··· Records for this task ···

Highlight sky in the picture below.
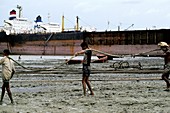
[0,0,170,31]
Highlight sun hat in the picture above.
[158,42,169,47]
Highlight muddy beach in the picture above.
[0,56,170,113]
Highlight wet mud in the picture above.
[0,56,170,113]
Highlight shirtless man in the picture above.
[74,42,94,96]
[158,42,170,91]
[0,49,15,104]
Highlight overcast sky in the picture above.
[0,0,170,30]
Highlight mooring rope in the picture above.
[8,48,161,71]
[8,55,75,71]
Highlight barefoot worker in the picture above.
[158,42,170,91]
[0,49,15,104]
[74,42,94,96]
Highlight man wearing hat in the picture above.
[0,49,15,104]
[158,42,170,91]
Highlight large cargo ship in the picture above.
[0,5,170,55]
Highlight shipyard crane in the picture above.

···
··· Records for this task ···

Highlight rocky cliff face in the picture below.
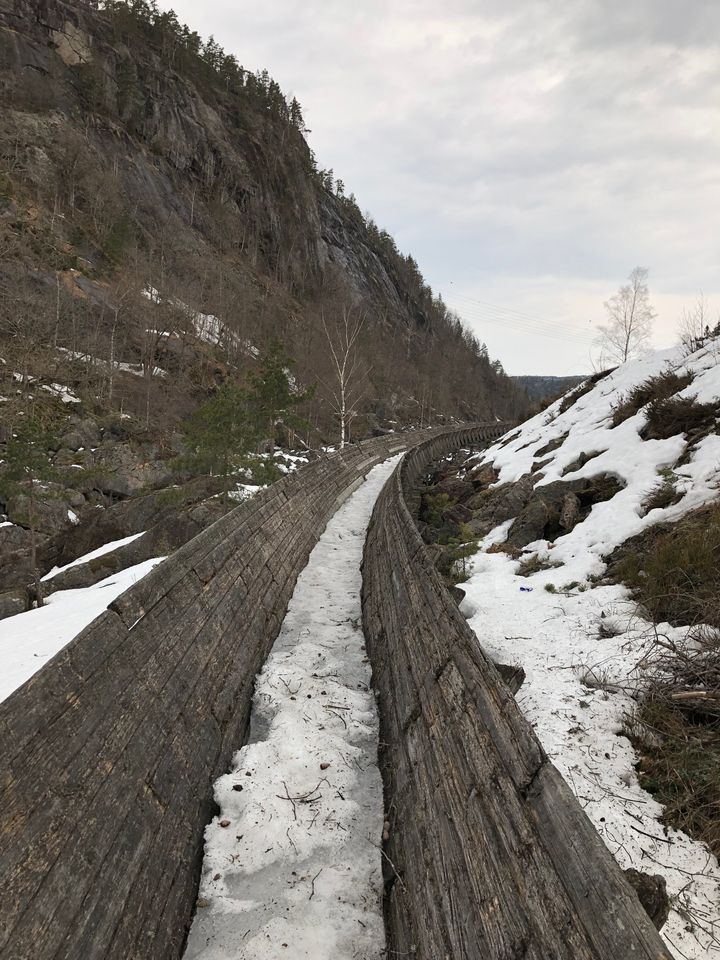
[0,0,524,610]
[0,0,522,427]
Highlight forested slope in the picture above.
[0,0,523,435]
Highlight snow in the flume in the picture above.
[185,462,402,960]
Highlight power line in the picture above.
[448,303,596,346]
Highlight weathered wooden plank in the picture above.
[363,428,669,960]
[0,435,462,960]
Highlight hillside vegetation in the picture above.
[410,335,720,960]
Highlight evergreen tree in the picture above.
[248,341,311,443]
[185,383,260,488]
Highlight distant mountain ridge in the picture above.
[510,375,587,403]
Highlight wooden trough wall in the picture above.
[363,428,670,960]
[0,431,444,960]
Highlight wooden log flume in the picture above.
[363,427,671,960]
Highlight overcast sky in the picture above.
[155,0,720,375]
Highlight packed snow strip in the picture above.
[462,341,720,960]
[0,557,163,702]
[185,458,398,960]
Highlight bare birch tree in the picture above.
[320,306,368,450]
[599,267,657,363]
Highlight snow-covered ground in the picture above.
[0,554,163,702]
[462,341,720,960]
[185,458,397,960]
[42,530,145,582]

···
··· Records for this task ···

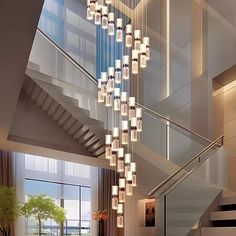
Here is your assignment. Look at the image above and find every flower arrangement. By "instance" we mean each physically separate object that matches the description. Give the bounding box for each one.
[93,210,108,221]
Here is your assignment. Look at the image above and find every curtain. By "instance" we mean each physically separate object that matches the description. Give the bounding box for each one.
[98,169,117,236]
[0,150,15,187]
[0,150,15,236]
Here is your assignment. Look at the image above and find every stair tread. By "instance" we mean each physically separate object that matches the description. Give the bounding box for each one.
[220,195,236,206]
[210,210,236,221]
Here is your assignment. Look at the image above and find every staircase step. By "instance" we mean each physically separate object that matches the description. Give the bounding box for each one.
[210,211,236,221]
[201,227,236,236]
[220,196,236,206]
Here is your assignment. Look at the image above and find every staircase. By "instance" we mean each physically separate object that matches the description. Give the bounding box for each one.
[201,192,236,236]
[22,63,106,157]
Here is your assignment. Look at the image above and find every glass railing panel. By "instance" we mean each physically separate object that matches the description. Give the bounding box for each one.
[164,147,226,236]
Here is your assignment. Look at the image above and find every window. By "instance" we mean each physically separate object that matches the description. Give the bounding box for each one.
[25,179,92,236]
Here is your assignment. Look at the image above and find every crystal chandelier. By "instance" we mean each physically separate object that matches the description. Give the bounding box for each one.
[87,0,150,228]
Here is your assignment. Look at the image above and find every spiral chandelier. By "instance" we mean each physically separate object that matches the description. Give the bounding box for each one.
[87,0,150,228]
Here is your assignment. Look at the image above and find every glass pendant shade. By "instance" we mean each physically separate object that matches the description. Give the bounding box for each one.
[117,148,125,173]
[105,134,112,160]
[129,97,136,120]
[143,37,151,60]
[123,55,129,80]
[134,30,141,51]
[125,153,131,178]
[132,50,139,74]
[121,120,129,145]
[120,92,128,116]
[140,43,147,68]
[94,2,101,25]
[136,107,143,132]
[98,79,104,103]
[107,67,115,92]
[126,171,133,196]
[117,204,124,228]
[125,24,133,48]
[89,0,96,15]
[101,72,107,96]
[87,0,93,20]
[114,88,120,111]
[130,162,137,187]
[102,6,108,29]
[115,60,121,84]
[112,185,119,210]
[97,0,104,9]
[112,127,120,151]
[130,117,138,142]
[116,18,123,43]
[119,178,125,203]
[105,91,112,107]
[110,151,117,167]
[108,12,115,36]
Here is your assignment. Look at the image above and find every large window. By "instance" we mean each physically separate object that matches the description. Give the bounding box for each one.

···

▶ _Short problem_
Copy the material line for line, starting with the line that contains "Highlight sun hat in the picture above." and stopping after the line that contains "Highlight shipyard crane".

▶ _Answer in full_
Highlight sun hat in the picture above.
[158,42,169,47]
Highlight muddy beach in the picture above.
[0,56,170,113]
Highlight wet mud in the picture above.
[0,56,170,113]
Highlight shirtless man in the picture above.
[74,42,94,96]
[158,42,170,91]
[0,49,15,104]
Highlight overcast sky in the picture above.
[0,0,170,30]
Highlight mooring rope in the picture above.
[8,48,161,71]
[8,55,75,71]
Highlight barefoot worker in the picture above.
[158,42,170,91]
[0,49,15,104]
[74,42,94,96]
Highlight man wearing hat in the picture above.
[0,49,15,104]
[158,42,170,91]
Highlight large cargo ship in the picture above.
[0,5,170,55]
Highlight shipyard crane in the picture above.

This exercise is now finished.